- _Excerpt_:
NASA’s latest and biggest rover, the Mars Science Laboratory (MSL), also known as Curiosity, is scheduled to land on the Red Planet and begin operations on 6 August 2012.
Speaking to Space Answers, Michael Meyer (program scientist for the MSL mission) told us how things were progressing: “It’s going well. One of the things we have to get to grips with is that this is the most complicated mission we’ve done and it’s designed to operate for a Mars year. So, we’re going to take it slow and make sure we don’t break anything in our rush to get data. It’s one of those things of having ten instruments on board. It’ll take a while to sort out what the internal model tells you and what’s the real thing when you get to Mars with your instruments. There’s a learning process involved. It’s all theory until you get to the surface.”
Of course, the actual method of getting to the surface is revolutionary, looking like something more akin to science fiction than a serious scientific mission to a planet in our Solar System. Despite a predicted high success rate, even NASA is starting to feel the heat of such an ambitious procedure. Michael explained to us why the Sky Crane design was picked for the mission: “It wasn’t just the desire to have something that looked like a Rube Goldberg device! It turns out, and this took me a while to catch on, that a lot of the elements of the Sky Crane are the same as those used in Spirit and Opportunity, such as retro rockets and the whole aeroshell design.

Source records
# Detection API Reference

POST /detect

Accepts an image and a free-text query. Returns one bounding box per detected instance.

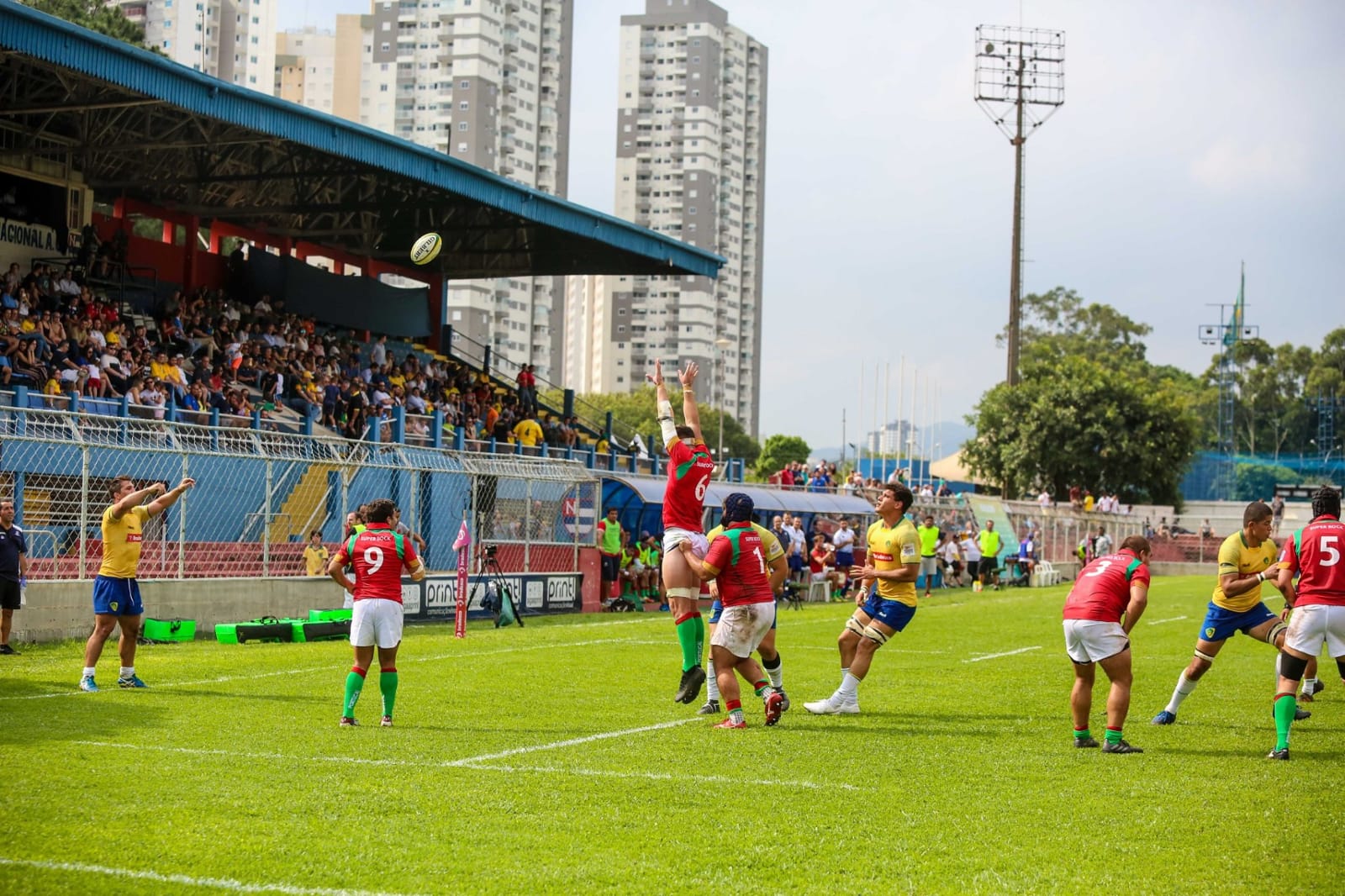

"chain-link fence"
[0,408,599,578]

...

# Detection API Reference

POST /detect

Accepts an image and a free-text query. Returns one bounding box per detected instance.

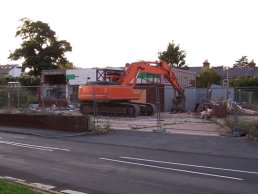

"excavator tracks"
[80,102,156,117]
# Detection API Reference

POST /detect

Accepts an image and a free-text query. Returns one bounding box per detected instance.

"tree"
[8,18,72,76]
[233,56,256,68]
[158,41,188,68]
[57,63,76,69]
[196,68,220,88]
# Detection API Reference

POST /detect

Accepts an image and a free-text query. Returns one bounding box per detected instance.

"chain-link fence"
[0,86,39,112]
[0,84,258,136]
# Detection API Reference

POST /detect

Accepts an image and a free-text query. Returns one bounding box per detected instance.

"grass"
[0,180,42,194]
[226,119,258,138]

- _Tasks to complete_:
1. Answer these questions from the Curiosity rover article:
(a) On what date is Curiosity scheduled to land on Mars and begin operations?
(b) How many instruments does the rover carry, according to Michael Meyer?
(c) What is the name of the landing design chosen for the mission?
2. Write the next part of the Curiosity rover article, picking up after its last sentence.
The records have nothing to do with the Curiosity rover article.

- _Task answers_:
1.
(a) 6 August 2012
(b) Ten
(c) The Sky Crane

2.
“So parts of it are very similar to what’s been used before, it’s just used in a different way. What had happened is that the whole Sky Crane concept actually was a concept and one consideration when the air bags were being designed for the MER [Mars Exploration Rovers Opportunity and Spirit], but those rovers were light enough that air bags would work so they went with that design. The Sky Crane concept was still floating around though, and when it came to MSL we wanted to build a system that we could use not only for this mission but also for future missions. We needed to find out how we could get a metric ton to the surface. It turns out that by using the Sky Crane you get huge savings in not having to build a ramp.
“One problem with air bags is that they don’t scale well. As you try to get a larger payload onto the surface, you need larger and larger air bags. So it’s actually the case that you end up with lots of airbags and hardly any payload as you try and increase the weight. That was kind of considered a dead end technology for the largest things that we wanted to get to the surface.”
Of course, even Michael was feeling a bit of pressure with the landing. “I almost wish I could just pass the landing part and call in a couple of days away and find out how it went!”
However, when (or if) everything goes to plan then MSL is set to be one of the greatest missions of all time. “One of the things that really makes this mission pretty exciting is that the amount of information that we have about the landing site from our orbital assets is phenomenal. So we’ve already plotted out likely pathways of where to go and what the sample is already, and it’s great to approach it with that sort of prior knowledge because when we find something that’s different it’ll provide us with an ‘aha!’ moment.
“The other exciting thing is that the instrumentation on MSL is fantastic. [There’s an] analytical lab that can work out the mineralogy of a rock, which is going to be a tremendous help. Then there’s the ability to actually look at the composition of things, including organics, and that is going to be a tremendous furthering of our understanding of the rocks that we’re finding.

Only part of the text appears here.